• **EXCERPT PROVIDED**:
[start]

SQL has basically three most usefull clauses which are listed below.

  • Group by Clause
  • Having Clause
  • Order by Clause

Group by Clause

The WHERE clause is a filter that defines the conditions each row in the source tables must meet to qualify for the SELECT.

We use the SQL WHERE clause when we require to fetch the data from single or multiple tables. If the condition is specified then it will return a specific value. We can also use the WHERE clause with the UPDATE, DELETE SQL statement

Syntax:

 SELECT column  
 FROM table_name  
 WHERE conditions   
 GROUP BY column  
 ORDER BY column

Sample Table:

PRODUCT COMPANY QTY RATE COST
Item1 Com1 2 10 20
Item2 Com2 3 25 75
Item3 Com1 2 30 60
Item4 Com3 5 10 50
Item5 Com2 2 20 40
Item6 Cpm1 3 25 75
Item7 Com1 5 30 150
Item8 Com1 3 10 30
Item9 Com2 2 25 50
Item10 Com3 4 30 120

 SELECT COMPANY, COUNT(*)  
 FROM PRODUCT_MAST   
 GROUP BY COMPANY;

Result:

Com1   5
Com2   3
Com3   2


HAVING Clause

This clause works exactly as the where clause with the only difference that it operates on the output of the GROUP BY clause even the syntax is same.

The HAVING clause is an additional filter that is applied to the result set. Logically, the HAVING clause filters rows from the intermediate result set built from applying any FROM, WHERE, or GROUP BY clauses in the SELECT statement. HAVING clauses are typically used with a GROUP BY clause

syntax:

SELECT column1, column2   
FROM table_name  
WHERE conditions   
GROUP BY column1, column2   
HAVING conditions  
ORDER BY column1, column2;

Example:

 
SELECT COMPANY, COUNT(*)

[end]

• **WHAT TO DO**:
(1) How would you render this sentence from the SQL clauses tutorial in Spanish: "The HAVING clause is an additional filter that is applied to the result set."
(2) Can you extend the SQL clauses tutorial, picking up after its final line?

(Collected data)
[start]

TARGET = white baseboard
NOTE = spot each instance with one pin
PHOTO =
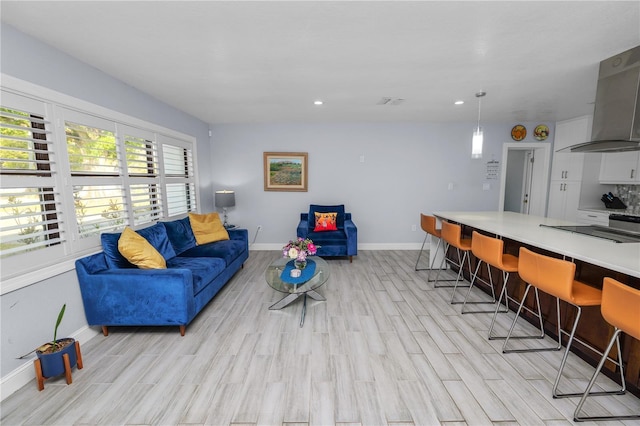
(365, 246)
(25, 374)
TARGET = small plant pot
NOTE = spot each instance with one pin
(51, 364)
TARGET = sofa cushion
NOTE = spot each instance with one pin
(204, 270)
(227, 250)
(138, 251)
(207, 228)
(112, 255)
(328, 237)
(156, 235)
(158, 238)
(180, 234)
(339, 209)
(325, 222)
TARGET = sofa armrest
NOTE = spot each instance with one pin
(351, 230)
(137, 296)
(303, 226)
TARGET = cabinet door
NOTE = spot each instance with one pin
(564, 198)
(619, 167)
(572, 200)
(567, 166)
(556, 199)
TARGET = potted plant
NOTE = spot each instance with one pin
(58, 356)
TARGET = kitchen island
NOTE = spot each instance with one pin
(595, 258)
(623, 258)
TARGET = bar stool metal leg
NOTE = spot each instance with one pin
(473, 280)
(541, 325)
(504, 295)
(442, 263)
(576, 416)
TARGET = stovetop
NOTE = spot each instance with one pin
(612, 234)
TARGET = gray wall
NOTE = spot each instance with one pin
(407, 169)
(28, 315)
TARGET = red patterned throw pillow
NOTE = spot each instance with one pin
(326, 222)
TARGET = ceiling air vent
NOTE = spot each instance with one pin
(390, 101)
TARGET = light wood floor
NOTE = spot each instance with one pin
(386, 348)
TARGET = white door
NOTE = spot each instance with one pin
(514, 157)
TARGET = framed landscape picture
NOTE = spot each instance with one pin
(285, 171)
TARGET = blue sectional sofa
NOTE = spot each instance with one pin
(117, 293)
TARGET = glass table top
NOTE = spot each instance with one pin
(276, 267)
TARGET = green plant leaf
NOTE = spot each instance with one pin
(55, 331)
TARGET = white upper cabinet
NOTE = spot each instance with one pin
(566, 169)
(566, 165)
(620, 167)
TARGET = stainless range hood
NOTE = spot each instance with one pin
(616, 117)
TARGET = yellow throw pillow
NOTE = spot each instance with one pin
(207, 228)
(137, 250)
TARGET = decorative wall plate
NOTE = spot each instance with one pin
(518, 133)
(541, 132)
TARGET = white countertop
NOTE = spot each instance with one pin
(620, 257)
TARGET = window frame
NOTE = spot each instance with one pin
(58, 106)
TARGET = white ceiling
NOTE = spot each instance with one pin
(267, 61)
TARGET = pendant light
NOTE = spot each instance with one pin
(476, 142)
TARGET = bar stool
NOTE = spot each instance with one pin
(490, 250)
(452, 236)
(620, 308)
(428, 225)
(555, 277)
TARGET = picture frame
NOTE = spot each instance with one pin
(285, 171)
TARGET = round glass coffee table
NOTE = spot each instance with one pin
(296, 290)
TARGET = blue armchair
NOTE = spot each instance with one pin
(340, 242)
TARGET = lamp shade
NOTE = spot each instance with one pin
(225, 199)
(476, 144)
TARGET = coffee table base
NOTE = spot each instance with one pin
(287, 300)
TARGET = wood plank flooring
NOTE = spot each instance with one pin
(386, 348)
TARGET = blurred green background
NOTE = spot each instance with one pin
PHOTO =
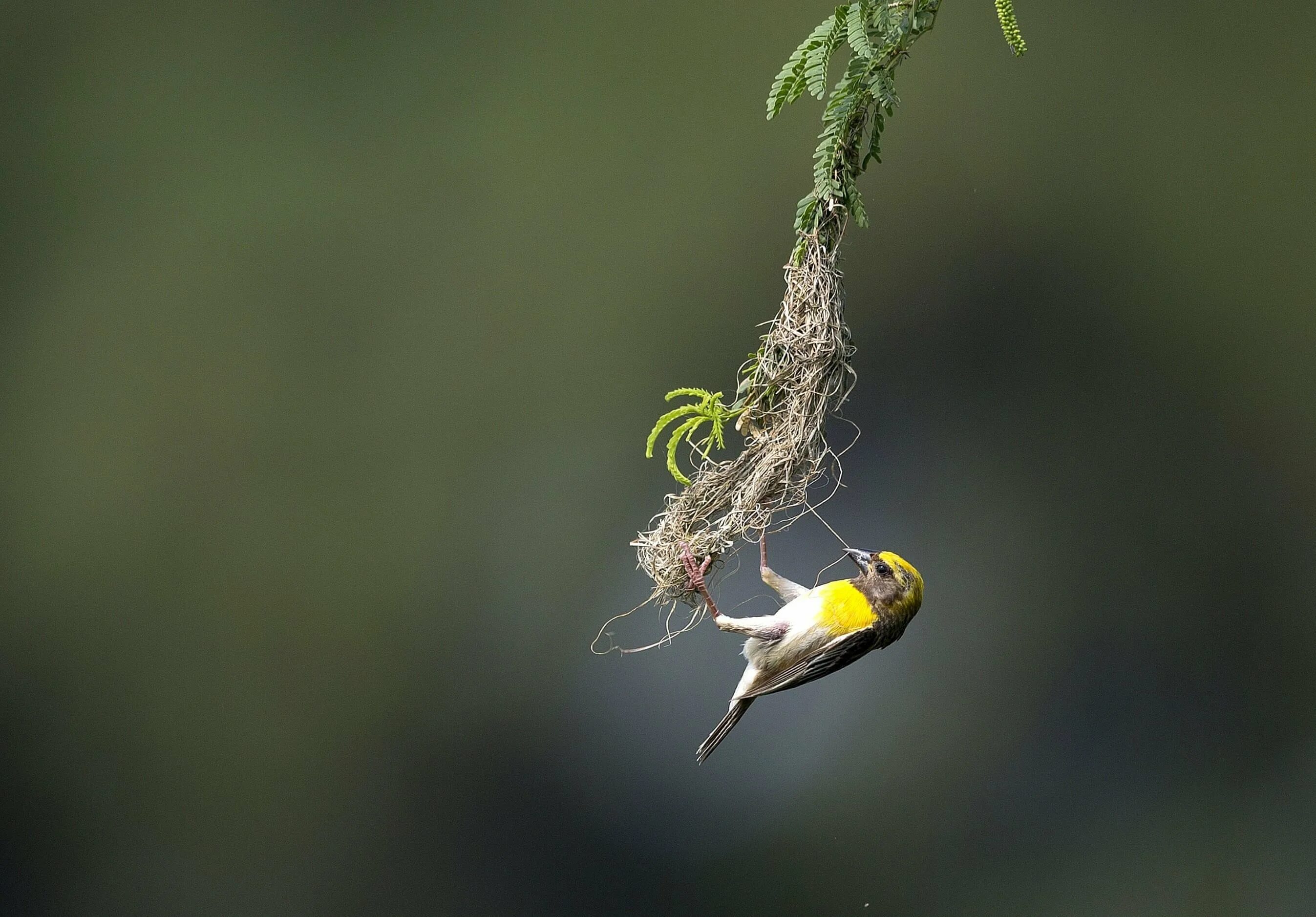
(331, 336)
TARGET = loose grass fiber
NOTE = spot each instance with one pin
(801, 379)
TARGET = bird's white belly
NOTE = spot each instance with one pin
(802, 636)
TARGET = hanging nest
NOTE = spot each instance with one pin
(799, 379)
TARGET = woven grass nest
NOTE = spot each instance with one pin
(801, 379)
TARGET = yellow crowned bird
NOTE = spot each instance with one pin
(818, 631)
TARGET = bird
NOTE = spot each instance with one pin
(818, 632)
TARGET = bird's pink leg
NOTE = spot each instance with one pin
(697, 572)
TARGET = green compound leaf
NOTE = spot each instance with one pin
(1010, 27)
(710, 409)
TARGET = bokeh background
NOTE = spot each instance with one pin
(331, 336)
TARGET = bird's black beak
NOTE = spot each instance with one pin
(861, 558)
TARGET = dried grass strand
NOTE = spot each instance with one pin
(802, 378)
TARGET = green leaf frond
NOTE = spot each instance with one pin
(1010, 27)
(878, 35)
(710, 409)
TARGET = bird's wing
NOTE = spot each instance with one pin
(837, 654)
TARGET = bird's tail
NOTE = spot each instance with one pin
(719, 733)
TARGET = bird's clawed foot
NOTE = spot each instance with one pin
(695, 572)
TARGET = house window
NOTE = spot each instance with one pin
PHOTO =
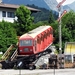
(10, 14)
(3, 13)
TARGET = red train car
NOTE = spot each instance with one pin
(36, 41)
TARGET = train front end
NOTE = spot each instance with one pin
(26, 45)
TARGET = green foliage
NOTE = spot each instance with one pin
(24, 20)
(68, 29)
(7, 35)
(51, 18)
(43, 15)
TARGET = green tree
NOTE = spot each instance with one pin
(7, 35)
(24, 20)
(51, 17)
(69, 22)
(68, 29)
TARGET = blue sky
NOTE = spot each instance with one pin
(66, 2)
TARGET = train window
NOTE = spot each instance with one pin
(25, 42)
(51, 31)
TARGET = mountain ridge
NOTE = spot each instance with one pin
(48, 4)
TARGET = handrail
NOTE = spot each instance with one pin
(7, 53)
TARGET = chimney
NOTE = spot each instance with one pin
(0, 1)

[end]

• **PER-TASK ANSWERS**:
(1) La cláusula HAVING es un filtro adicional que se aplica al conjunto de resultados.

(2)
FROM PRODUCT_MAST   
GROUP BY COMPANY  
HAVING COUNT(*)>2; 


Order by Clause

The SQL ORDER BY clause is used to sort the data in ascending or descending order, based on one or more columns. Some databases sort the query results in an ascending order by default.

Syntax:

						
SELECT column-list 
FROM table_name 
[WHERE condition] 
[ORDER BY column1, column2, .. columnN] [ASC | DESC];

Where, ASC: It is used to sort the result set in ascending order by expression

Where, DESC: It sorts the result set in descending order by expression.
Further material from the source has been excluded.